** start Excerpt to read **

Accordingly, we further obtain the representation of edge $e_{ij}$ through Eqs. 3 and 4, as shown in Eq. 12.

$$\begin{aligned} \begin{aligned} h_{e_{ij}}^{(l)}=&(( w_{lo}^{im}(({\mathscr {F}}_{lo}\star {\mathscr {X}})_{{\mathscr {G}}})_i + w_{hi}^{im}(({\mathscr {F}}_{hi}\star {\mathscr {X}})_{{\mathscr {G}}})_i+h_{i}^{(l-1)})~|| \\&( w_{lo}^{jk}(({\mathscr {F}}_{lo}\star {\mathscr {X}})_{{\mathscr {G}}})_j + w_{hi}^{jk}(({\mathscr {F}}_{hi}\star {\mathscr {X}})_{{\mathscr {G}}})_j+h_{j}^{(l-1)})) \end{aligned} \end{aligned}$$

(12)

Link representation normalization

We further investigate the impact of transformation manipulations in GNN layers on the performance of link prediction models. As highlighted by Zhou et al.²⁴ and Zhang et al.³, the performance of GNNs deteriorates and experiences rapid fluctuations with increasing network depth, suggesting a growing problem of training instability. Current regularization methods, such as Dropout, as mentioned in Zhou et al.²⁴, cannot effectively address these issues. Drawing inspiration from Zhou et al.²⁴ and our previous work³, we propose an edge representation normalization technique named EdgeNorm. This method employs its own mean $\mu _{e_{ij}}^{(l)}$ and standard deviation $\sigma _{e_{ij}}^{(l)}$, as demonstrated in Eqs. 13 and 14, respectively.

$$\begin{aligned} \mu _{e_{ij}}^{(l)}= & {} \frac{1}{d_l}\sum _{k=0}^{d_l-1}{h_{e_{ij}k}^{(l)}} \end{aligned}$$

(13)

$$\begin{aligned} \sigma _{e_{ij}}^{(l)}= & {} \sqrt{\frac{1}{d_l}\sum _{k=0}^{d_l-1}{(h_{e_{ij}k}^{(l)}-\mu _{e_{ij}}^{(l)})}} \end{aligned}$$

(14)

where $d_l$ is the edge representation vector dimension; therefore, the strategy EdgeNorm is given in Eq. 15.

$$\begin{aligned} EdgeNorm(h_{e_{ij}}^{(l)})=\frac{h_{e_{ij}}^{(l)}-\mu _{e_{ij}}^{(l)}}{\sigma _{e_{ij}}^{(l)}} \end{aligned}$$

(15)

where $\mu _{e_{ij}}^{(l)}$ and $\sigma _{e_{ij}}^{(l)}$ represent the elementwise mean and deviation of edge $e_{ij}$ demonstrated in Eqs. 13 and 14, respectively. Consequently, an EdgeConvHiF layer, combined with EdgeNorm and a residual connection, results in Eq. 16.

** end Excerpt to read **

> [Stated exercise A] List every equation number that the EdgeNorm excerpt mentions or displays.
> [Stated exercise B] According to the EdgeNorm excerpt, which existing regularization method cannot effectively address the training instability of deeper GNNs?
> [Stated exercise C] Carry on the EdgeNorm excerpt from its last sentence.

** start Data records **

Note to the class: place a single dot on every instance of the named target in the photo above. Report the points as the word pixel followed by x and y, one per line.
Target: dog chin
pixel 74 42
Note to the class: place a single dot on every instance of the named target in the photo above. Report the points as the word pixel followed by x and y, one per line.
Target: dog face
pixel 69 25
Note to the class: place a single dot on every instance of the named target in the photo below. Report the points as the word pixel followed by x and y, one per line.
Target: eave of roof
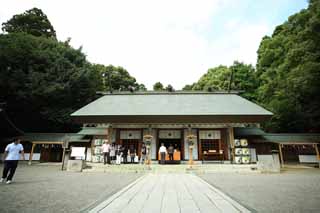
pixel 291 138
pixel 172 104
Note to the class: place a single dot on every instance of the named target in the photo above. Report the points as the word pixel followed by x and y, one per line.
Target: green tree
pixel 33 22
pixel 116 78
pixel 158 86
pixel 288 72
pixel 219 78
pixel 141 87
pixel 43 81
pixel 169 88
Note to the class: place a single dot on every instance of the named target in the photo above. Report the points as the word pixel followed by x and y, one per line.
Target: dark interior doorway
pixel 176 143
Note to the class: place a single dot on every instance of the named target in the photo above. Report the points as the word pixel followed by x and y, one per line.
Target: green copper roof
pixel 248 131
pixel 292 138
pixel 93 131
pixel 53 137
pixel 171 104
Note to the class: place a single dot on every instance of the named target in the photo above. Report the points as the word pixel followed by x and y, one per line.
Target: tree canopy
pixel 43 81
pixel 288 70
pixel 158 86
pixel 219 78
pixel 33 22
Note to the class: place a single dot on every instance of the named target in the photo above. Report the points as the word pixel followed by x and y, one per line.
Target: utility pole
pixel 109 81
pixel 230 80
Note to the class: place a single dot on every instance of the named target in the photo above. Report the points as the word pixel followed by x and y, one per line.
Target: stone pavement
pixel 161 193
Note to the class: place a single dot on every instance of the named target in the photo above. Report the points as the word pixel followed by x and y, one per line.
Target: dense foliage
pixel 42 81
pixel 219 78
pixel 288 70
pixel 287 75
pixel 33 22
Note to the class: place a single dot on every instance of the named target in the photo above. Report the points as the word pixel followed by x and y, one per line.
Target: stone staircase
pixel 181 168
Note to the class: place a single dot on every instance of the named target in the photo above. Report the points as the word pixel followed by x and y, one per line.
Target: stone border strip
pixel 226 197
pixel 109 200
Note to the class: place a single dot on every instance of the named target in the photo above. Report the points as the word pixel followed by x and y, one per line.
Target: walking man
pixel 11 159
pixel 106 152
pixel 170 152
pixel 163 152
pixel 143 153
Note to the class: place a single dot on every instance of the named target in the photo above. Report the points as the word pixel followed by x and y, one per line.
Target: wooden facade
pixel 209 148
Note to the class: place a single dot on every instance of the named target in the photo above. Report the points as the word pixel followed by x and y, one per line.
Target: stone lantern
pixel 190 139
pixel 147 140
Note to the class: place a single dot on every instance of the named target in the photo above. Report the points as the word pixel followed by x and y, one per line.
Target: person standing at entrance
pixel 118 154
pixel 132 151
pixel 113 153
pixel 11 159
pixel 170 152
pixel 125 154
pixel 106 152
pixel 163 152
pixel 143 153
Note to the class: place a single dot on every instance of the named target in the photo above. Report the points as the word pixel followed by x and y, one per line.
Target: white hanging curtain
pixel 209 134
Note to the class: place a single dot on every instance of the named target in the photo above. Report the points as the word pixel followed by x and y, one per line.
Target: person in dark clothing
pixel 170 152
pixel 125 154
pixel 11 158
pixel 132 151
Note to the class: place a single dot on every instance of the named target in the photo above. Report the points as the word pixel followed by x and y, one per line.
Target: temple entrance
pixel 176 143
pixel 171 137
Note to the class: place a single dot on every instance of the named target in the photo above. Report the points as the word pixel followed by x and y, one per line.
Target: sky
pixel 171 41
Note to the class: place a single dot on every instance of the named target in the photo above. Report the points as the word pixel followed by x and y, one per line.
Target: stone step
pixel 156 168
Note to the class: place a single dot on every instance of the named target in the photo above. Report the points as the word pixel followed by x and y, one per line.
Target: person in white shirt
pixel 11 159
pixel 163 152
pixel 106 152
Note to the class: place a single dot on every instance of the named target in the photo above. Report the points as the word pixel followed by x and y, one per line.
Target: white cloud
pixel 163 41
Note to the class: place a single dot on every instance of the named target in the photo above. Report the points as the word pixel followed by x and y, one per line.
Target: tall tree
pixel 33 22
pixel 288 68
pixel 116 78
pixel 43 81
pixel 219 78
pixel 158 86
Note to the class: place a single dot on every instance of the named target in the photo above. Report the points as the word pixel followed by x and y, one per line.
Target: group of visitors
pixel 11 158
pixel 163 151
pixel 117 154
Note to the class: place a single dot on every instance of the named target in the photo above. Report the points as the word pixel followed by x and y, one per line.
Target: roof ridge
pixel 177 92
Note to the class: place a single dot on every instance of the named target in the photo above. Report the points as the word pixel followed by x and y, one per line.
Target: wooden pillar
pixel 110 135
pixel 281 155
pixel 317 151
pixel 31 154
pixel 231 139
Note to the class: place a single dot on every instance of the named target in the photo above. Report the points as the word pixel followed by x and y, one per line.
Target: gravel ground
pixel 42 189
pixel 290 191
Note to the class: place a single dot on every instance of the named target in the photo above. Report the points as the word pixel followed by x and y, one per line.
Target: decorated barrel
pixel 245 151
pixel 246 159
pixel 97 150
pixel 96 159
pixel 238 151
pixel 244 142
pixel 237 142
pixel 238 160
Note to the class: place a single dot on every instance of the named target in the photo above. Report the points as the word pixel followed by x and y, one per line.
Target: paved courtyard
pixel 48 189
pixel 169 193
pixel 294 190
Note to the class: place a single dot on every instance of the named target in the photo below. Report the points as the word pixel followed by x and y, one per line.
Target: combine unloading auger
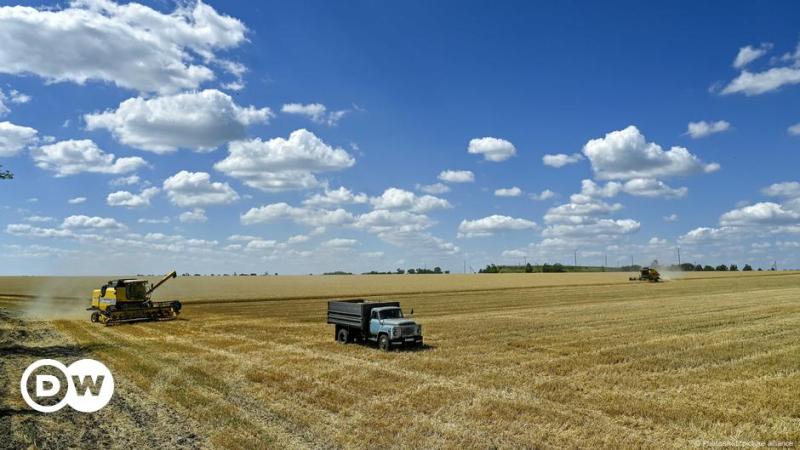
pixel 128 300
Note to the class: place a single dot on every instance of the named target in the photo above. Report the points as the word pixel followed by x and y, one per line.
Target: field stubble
pixel 588 361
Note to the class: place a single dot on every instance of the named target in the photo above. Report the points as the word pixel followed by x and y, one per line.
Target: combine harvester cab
pixel 128 300
pixel 648 274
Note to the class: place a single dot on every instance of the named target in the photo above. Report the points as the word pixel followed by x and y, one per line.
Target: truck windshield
pixel 392 314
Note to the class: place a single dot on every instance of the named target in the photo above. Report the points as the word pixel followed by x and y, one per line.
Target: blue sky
pixel 299 137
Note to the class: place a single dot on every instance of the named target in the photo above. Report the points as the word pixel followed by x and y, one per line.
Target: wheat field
pixel 512 361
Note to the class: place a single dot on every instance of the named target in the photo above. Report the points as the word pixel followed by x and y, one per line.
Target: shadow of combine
pixel 50 351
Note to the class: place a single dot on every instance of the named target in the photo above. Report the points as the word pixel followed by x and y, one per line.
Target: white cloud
pixel 197 215
pixel 125 181
pixel 597 229
pixel 789 189
pixel 130 200
pixel 191 189
pixel 82 221
pixel 336 197
pixel 436 188
pixel 508 192
pixel 492 149
pixel 514 254
pixel 14 138
pixel 155 221
pixel 39 219
pixel 457 176
pixel 340 243
pixel 305 216
pixel 199 121
pixel 765 213
pixel 394 198
pixel 625 154
pixel 281 164
pixel 762 82
pixel 647 187
pixel 490 225
pixel 77 156
pixel 546 194
pixel 317 112
pixel 749 54
pixel 561 159
pixel 702 129
pixel 130 45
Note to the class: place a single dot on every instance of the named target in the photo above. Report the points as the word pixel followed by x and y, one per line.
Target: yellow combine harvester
pixel 128 300
pixel 648 274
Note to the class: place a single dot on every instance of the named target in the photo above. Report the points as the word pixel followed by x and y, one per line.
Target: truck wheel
pixel 383 343
pixel 343 337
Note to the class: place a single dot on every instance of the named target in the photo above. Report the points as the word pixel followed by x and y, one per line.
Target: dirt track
pixel 131 420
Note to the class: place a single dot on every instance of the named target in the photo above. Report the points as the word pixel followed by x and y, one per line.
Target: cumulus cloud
pixel 508 192
pixel 81 221
pixel 125 181
pixel 546 194
pixel 14 138
pixel 490 225
pixel 340 243
pixel 77 156
pixel 457 176
pixel 130 45
pixel 561 159
pixel 772 79
pixel 197 215
pixel 492 149
pixel 748 54
pixel 281 164
pixel 336 197
pixel 625 154
pixel 394 198
pixel 199 121
pixel 130 200
pixel 702 129
pixel 317 112
pixel 306 216
pixel 789 189
pixel 12 97
pixel 191 189
pixel 436 188
pixel 766 213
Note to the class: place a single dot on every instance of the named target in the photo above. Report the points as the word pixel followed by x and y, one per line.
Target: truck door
pixel 374 323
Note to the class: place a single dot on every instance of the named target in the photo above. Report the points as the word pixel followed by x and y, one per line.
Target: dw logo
pixel 89 385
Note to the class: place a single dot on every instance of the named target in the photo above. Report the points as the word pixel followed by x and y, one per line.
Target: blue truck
pixel 379 322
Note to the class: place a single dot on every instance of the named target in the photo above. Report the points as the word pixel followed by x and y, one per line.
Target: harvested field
pixel 551 361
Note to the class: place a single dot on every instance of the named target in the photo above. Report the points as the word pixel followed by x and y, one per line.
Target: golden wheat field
pixel 511 361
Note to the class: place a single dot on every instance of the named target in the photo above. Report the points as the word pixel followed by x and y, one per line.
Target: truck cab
pixel 383 323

** end Data records **

> [Final result A] 3, 4, 12, 13, 14, 15, 16

> [Final result B] Dropout

> [Final result C]
$$\begin{aligned} h_{e_{ij}}^{(l+1)}=LeakyReLU(EdgeNorm(h_{e_{ij}}^{(l)}))+ h_{e_{ij}}^{(l)} \end{aligned}$$

(16)

Thankfully, incorporating the EdgeConvHiF layer into a widely-used deep graph learning framework is straightforward (In this paper, we utilize pytorch_geometric to implement EdgeConvHiF for link prediction within complex networks). Components like binary_cross_entropy_with_logits are employed to estimate the model performance.

Link prediction framework

In this section, we outline the construction of a comprehensive framework for link prediction in complex networks, which incorporates the EdgeConvHiF and a binary classifier called sigmoid, as depicted in Fig. 1. We start by developing the EdgeConvHiF for link representation learning by stacking the edge convolutional layers, as indicated in Eq. 16. Following this, we employ a binary classifier, sigmoid, on the Hadamard product of two node representations acquired from the learned link representation through Eq. 17, resulting in a link predictor as expressed in Eq. 18. Lastly, to improve and optimize the EdgeConvHiF’s performance, we apply the binary_cross_entropy_with_logits loss function from the pytorch_geometric. The complete procedure described above can be observed in Fig. 1.

$$\begin{aligned} h_i,h_j= & {} Extractor(h_{e_{ij}}) \end{aligned}$$

(17)

$$\begin{aligned} f(v_i,v_j)= & {} sigmod(h_i\otimes h_j) \end{aligned}$$

(18)

where Extractor can extract the representations of $v_i$ and $v_j$ from the $e_{ij}$, while $\otimes $ denotes the Hadamard product manipulation. Moreover, $f(v_i,v_j)$ is a binary classifier sigmoid, which can decide whether there is a connection between $v_i$ and $v_j$.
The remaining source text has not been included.